§ **DOCUMENT SECTION**

Orbón's intent was to take stanzas from five of Martí's short poems and conflate them into a single lyric. This arrangement was picked up by composer Hector Angulo, who studied in New York in the late 1950s and ran across Pete Seeger, who recognized immediately both the beauty of the melody and the poems. Seeger learned it and it became a popular part of Pete's concert repertoire. The gentle and reflective approach to the song, respecting as it does the sense of Martí's stanzas, received its widest exposure at first through Seeger's popular and widely-selling 1963 Carnegie Hall Concert LP:
It was this version that inspired The Sandpipers, a west coast vocal group being groomed by no one less than Herb Alpert, to record and release the number in 1966:
The Sandpipers' version won a gold record, was nominated for a Grammy, and went as high as #7 on the U.S. singles charts.
"Guantanamera" has continued since then to be a very popular staple of the world music song bag, with literally hundreds of cover versions currently available. Two of the best, I think, reflect the built-in flexibility of the number to differing interpretations - first, a distinctively Puerto Rican take by José Feliciano:
and a delightful mariachi version by Mariachi Imperiale de México:
I love the full-on treatment here - guitars, violins, coronets, guitarrón, percussion, the works.

§ **EXTRACTED INFORMATION**

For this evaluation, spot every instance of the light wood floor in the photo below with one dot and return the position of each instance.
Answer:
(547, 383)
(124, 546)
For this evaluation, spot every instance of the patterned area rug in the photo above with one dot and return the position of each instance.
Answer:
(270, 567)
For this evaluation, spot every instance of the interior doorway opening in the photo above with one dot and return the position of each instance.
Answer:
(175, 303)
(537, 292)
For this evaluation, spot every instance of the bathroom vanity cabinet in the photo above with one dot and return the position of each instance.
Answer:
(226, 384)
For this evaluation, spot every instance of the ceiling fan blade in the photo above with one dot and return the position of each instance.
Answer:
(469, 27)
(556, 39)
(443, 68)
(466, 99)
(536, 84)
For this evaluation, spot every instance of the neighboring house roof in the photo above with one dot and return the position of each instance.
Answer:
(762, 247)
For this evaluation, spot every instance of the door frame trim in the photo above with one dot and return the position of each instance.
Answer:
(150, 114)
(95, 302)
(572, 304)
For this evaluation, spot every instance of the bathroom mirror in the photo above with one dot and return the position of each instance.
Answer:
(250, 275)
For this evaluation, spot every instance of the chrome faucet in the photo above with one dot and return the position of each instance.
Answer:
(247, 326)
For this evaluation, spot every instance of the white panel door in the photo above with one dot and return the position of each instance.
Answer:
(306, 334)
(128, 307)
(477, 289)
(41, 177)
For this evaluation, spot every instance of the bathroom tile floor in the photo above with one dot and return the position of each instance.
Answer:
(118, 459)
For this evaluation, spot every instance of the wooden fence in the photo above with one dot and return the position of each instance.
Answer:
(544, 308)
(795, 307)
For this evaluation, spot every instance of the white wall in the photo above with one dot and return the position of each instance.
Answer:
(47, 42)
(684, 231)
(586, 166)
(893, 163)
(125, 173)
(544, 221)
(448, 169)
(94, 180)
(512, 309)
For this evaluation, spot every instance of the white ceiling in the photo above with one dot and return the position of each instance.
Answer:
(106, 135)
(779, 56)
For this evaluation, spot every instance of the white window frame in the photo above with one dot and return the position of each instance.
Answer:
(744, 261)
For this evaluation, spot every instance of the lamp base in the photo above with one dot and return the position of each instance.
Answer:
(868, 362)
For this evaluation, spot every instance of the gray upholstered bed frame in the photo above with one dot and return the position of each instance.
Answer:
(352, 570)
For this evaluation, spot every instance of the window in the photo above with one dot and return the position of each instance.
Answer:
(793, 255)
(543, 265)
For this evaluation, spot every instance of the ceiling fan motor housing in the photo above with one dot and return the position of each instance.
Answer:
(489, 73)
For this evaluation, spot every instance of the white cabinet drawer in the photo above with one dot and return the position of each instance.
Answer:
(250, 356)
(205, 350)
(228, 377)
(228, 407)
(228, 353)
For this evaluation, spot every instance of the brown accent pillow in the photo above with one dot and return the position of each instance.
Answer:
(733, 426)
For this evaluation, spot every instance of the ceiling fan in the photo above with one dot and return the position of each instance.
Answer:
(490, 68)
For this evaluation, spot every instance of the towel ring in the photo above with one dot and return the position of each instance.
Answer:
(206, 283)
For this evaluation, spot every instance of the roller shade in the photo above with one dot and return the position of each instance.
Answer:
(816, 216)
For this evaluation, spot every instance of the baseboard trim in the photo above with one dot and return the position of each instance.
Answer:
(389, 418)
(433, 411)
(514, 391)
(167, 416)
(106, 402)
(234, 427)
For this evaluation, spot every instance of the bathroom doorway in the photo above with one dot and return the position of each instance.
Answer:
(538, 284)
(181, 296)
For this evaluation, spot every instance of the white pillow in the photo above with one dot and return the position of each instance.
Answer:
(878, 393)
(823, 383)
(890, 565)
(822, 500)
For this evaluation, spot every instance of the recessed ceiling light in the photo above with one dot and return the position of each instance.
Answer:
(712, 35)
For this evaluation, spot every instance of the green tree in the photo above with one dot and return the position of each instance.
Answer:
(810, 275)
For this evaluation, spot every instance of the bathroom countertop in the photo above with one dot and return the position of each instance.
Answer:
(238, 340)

§ **WHAT TO DO**
Please carry on the passage about "Guantanamera" past its last sentence. The material has no role here.

§ **ANSWER TO THE PROBLEM**
But as T.S. Eliot wrote - in my end is my beginning, and I want to conclude with another version from Pete Seeger, with whom this post started long ago. This is a performance of "Guantanamera" by Seeger with his grandson Tao Rodriquez from 1993 at Wolf Trap in Virginia. The keyboardist is Arlo Guthrie, Woody's son and Seeger's frequent performing partner, and the back-up singers include Woody's daughter Cathy amd granddaughters Annie and Sara Lee:
Pete Seeger was 74 when this was recorded, at an age when lots of folks pack it in and move to the Sun Belt. Not Seeger. Can we watch him in this video and listen to him and not hear and sense the love of life and music and people that animated his public work for more than 70 years? Can we not see him for what he was, a national American treasure and a gifted artist well worthy of the hundreds of awards he earned? And were we not singularly blessed as a nation to have had him with us for another twenty years following?